[Problem requirements]
Nothing should change. Output the data exactly.
◆ ◆ ◆ ◆ ◆
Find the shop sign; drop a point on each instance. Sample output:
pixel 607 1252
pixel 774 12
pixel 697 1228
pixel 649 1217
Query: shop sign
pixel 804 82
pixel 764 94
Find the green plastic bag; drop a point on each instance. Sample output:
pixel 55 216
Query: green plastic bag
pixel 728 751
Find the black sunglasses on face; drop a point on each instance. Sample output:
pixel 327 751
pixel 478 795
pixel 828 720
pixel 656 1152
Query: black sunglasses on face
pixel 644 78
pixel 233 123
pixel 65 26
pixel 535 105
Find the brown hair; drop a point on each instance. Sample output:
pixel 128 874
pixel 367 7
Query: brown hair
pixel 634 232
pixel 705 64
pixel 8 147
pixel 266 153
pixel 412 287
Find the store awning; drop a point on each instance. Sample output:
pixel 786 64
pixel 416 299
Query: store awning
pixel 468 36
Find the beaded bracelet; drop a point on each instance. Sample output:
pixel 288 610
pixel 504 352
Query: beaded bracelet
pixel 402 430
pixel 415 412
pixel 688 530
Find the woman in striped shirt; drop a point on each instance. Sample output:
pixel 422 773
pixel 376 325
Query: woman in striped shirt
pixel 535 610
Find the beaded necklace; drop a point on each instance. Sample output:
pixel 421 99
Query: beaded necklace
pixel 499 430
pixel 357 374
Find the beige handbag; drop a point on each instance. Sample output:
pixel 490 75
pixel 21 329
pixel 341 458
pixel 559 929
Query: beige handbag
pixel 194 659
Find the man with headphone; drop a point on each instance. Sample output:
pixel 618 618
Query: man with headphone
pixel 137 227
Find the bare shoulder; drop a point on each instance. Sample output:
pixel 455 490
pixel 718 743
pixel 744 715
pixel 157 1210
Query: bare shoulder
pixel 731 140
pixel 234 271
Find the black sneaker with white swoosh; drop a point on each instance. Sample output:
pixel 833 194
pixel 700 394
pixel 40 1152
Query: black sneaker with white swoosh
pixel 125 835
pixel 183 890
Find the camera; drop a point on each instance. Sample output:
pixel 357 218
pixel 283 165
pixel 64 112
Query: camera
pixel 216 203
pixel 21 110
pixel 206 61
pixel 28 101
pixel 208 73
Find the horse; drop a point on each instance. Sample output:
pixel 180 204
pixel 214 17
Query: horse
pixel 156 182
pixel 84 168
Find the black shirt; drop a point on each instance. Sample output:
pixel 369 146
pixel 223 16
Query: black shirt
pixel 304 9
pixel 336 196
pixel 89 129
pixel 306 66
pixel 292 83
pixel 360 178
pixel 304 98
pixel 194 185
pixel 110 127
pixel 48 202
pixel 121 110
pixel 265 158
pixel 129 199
◆ ◆ ◆ ◆ ◆
[Completed exercise]
Find the shop sign; drop a point on each instance. Sample output:
pixel 607 1252
pixel 774 12
pixel 697 1228
pixel 649 1217
Query: shop sign
pixel 804 82
pixel 764 94
Find the green plastic bag; drop a point on each instance. Sample output:
pixel 55 216
Query: green plastic bag
pixel 728 751
Find the black sunglasses on face; drop a point on each instance. Sample output:
pixel 327 751
pixel 478 795
pixel 828 720
pixel 656 1152
Query: black sunglasses on face
pixel 644 78
pixel 233 123
pixel 65 26
pixel 535 105
Find the brown hair; drop a point on each instance. Sample output:
pixel 128 874
pixel 367 7
Query: brown hair
pixel 634 232
pixel 705 64
pixel 8 147
pixel 266 153
pixel 412 287
Find the store awning; drop a point on each instance. Sample output:
pixel 786 64
pixel 416 299
Query: store awning
pixel 468 36
Find the beaded bracelet; drop a point on each instance. Sample output:
pixel 288 610
pixel 504 352
Query: beaded bracelet
pixel 402 430
pixel 415 412
pixel 688 530
Find the woman in striped shirt; drop a point on each instance. Sample output:
pixel 422 773
pixel 376 325
Query: woman in striped shirt
pixel 535 610
Find the beaded necklace; drop a point on each instance. Sample output:
pixel 421 99
Query: beaded necklace
pixel 499 430
pixel 357 374
Find the beige handbag; drop a point on each instance. Sample output:
pixel 490 75
pixel 21 329
pixel 341 458
pixel 559 929
Query: beige handbag
pixel 194 659
Find the man with headphone; drop a point on each instance. Sample output:
pixel 618 618
Query: man with headphone
pixel 137 227
Find the bare shoulder; drop a point on each instance. Sample output:
pixel 455 490
pixel 718 743
pixel 744 715
pixel 157 1210
Query: bare shoulder
pixel 731 140
pixel 234 271
Find the black sneaker with white swoosh; drop a point on each instance. Sample output:
pixel 833 194
pixel 700 394
pixel 40 1152
Query: black sneaker with white swoosh
pixel 125 835
pixel 183 890
Find the camera; drop a point on each instance. Sample output:
pixel 357 218
pixel 283 165
pixel 64 112
Query: camera
pixel 216 203
pixel 21 110
pixel 206 61
pixel 28 101
pixel 208 73
Find the horse; drop a point on each instance. Sample output:
pixel 180 204
pixel 214 17
Query: horse
pixel 156 182
pixel 84 168
Find the black shirt; drop a point on each instance. Sample output:
pixel 369 146
pixel 223 16
Query: black shirt
pixel 304 9
pixel 336 196
pixel 89 129
pixel 306 66
pixel 292 83
pixel 360 178
pixel 304 98
pixel 194 185
pixel 110 127
pixel 48 202
pixel 121 110
pixel 265 158
pixel 129 199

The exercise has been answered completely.